REQUIRED WORK: Each line of the records below that holds "ground" should be returned.

(SUPPLIED DATA)

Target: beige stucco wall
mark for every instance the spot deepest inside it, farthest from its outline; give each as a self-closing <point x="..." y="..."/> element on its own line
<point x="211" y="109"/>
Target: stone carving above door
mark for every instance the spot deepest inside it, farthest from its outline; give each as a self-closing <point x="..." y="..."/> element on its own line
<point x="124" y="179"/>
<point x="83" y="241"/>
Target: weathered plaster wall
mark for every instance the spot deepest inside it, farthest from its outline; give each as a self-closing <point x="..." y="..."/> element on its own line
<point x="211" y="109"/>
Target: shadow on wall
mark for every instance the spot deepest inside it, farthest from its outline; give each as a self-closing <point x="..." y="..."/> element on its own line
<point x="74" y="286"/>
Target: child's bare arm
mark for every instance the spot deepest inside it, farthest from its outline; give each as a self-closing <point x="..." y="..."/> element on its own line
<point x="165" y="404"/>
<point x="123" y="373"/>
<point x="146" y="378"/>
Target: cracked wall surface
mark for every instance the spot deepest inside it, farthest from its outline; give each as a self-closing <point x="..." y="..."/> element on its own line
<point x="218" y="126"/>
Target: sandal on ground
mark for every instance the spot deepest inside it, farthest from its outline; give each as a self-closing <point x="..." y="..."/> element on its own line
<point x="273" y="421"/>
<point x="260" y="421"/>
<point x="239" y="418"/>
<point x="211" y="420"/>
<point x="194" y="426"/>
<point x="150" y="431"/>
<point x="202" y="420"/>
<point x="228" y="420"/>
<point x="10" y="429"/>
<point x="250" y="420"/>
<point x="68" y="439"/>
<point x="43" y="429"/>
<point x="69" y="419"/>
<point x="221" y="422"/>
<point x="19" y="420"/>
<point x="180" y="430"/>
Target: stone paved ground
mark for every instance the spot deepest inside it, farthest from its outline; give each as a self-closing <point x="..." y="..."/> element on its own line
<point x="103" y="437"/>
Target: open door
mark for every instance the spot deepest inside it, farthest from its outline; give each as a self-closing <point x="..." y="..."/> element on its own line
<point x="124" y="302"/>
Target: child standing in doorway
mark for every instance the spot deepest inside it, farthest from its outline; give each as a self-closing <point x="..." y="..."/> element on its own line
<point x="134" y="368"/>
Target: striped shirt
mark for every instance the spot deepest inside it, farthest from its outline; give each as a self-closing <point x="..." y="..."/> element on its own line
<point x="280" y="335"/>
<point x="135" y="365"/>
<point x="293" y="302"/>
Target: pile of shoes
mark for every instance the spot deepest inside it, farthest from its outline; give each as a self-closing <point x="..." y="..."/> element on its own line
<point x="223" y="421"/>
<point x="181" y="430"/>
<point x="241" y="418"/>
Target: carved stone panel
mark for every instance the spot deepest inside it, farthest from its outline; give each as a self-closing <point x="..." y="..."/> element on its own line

(End SUPPLIED DATA)
(SUPPLIED DATA)

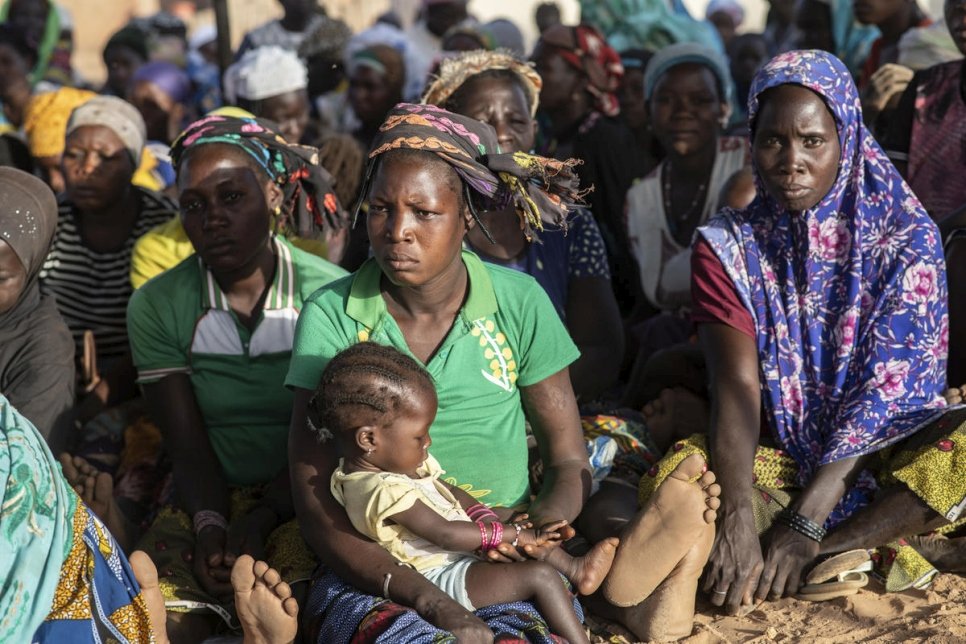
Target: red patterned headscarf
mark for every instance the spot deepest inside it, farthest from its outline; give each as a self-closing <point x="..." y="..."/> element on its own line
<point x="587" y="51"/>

(End SUPPLIED DATA)

RESPONSE TO THE EXERCISE:
Target: sandal on ground
Target: stone paved ground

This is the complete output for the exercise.